> **EXCERPT**:
· · · ·

Executive Employment Agreement | Page |
September 2024- CHRISTOPHER BOEVER |
(g) Definitions. For purposes of this Agreement, the following terms shall have the meanings set forth below:
(i) “Cause” means (A) the Executive’s willful failure to perform his/her duties (other than as such failure resulting from incapacity due to physical or mental illness) (B) fraud, gross negligence, recklessness, willful misconduct, or breach of fiduciary duty by the Executive in the performance of his/her duties; (C) an indictment or similar formal legal charge or a plea of guilty or nolo contendere by the Executive to a misdemeanor involving fraud, embezzlement, theft, other financial dishonesty, or moral turpitude that brings financial harm or embarrassment to the company, or a felony; (D)(1) the material breach by the Executive of this Agreement or (2) any breach by the Executive of the provisions of Sections 8 through 11 of this Agreement; or (E) unlawful conduct committed by the Executive which, in whole or in part, and following a reasonably thorough investigation by the Company or a third-party investigation firm, is determined by such third party based on credible evidence that the Executive cause the Company to have violated any policy of the Company or Stryve or any state law or federal law relating to prohibition on discrimination, retaliation, or unlawful harassment; or (F) the use of illegal drugs, substance abuse, or habitual insobriety that impacts the Executive’s performance or brings financial harm or embarrassment to the Company or Stryve.
(ii) “Disability” means (A) the Executive’s physical or mental condition such that it would have qualified the Executive for disability benefits under the Company’s long-term disability plan for any four (4) months (whether or not consecutive) during any twelve (12) consecutive month period, or (B) the Executive’s sustaining a physical or mental disability that can be expected to last for a continuous period of not less than twelve (12) months which renders the Executive incapable, after the provision of reasonable accommodations, of performing substantially all of his/her duties hereunder. In the event of a dispute as to whether the Executive is Disabled, the Company, may, at its expense, refer the Executive to a licensed practicing physician of the Company’s choice, and the Executive agrees to submit to such tests and examinations as such physician may deem appropriate.

· · · ·

> **DATA SEGMENT**:

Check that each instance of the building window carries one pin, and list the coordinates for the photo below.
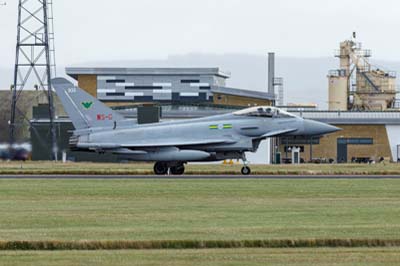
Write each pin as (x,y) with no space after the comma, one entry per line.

· · · ·

> **PROMPT 1**:
Answer these questions about the employment agreement excerpt, one per line:
(a) Under the definition of "Disability," for how many months must the Executive's condition qualify for long-term disability benefits within a twelve-month period?
(b) A breach of which sections of the Agreement counts as Cause under clause (D)(2)?
(c) Who pays when the Executive is referred to a physician in a dispute over Disability?
> **PROMPT 2**:
List every kind of misdemeanor named in clause (C) of the "Cause" definition in the employment agreement excerpt.
> **PROMPT 3**:
Continue the employment agreement excerpt from its last sentence.

> **TASK ANSWER 1**:
(a) Four (4) months, whether or not consecutive, during any twelve (12) consecutive month period.
(b) Sections 8 through 11.
(c) The Company.

> **TASK ANSWER 2**:
- Fraud
- Embezzlement
- Theft
- Other financial dishonesty
- Moral turpitude

> **TASK ANSWER 3**:
(iii) “Good Reason” shall mean (1) the material breach by the Company or Stryve of any of their respective obligations hereunder that goes uncured ten (10) days after written notice by the Executive to the Company or Stryve of such breach; (2) a material reduction in the Base Salary payable to the Executive that does not correspond to (A) any material change or reduction in the duties of the Executive which is at the request or consent of the Executive or (B) any reduction applied uniformly to all other executives of the Company and Stryve; or (3) any material diminution of the Executive’s position with the Company or Stryve, including the Executive’s status, office, title, authority, responsibilities and reporting requirements, except (A) in the event of a termination for Cause or due to the Executive’s Death, Disability, or termination without Good Reason, or (B) for changes that are requested or approved by the Executive; or (4) any relocation of more than 50 miles from the Executive’s primary office location; except any relocation (A) which is proposed or initiated by the Executive, (B) which is consented to by the Executive, or (C) which results in the Executive’s principal office location being closer to the Executive’s then-principal residence.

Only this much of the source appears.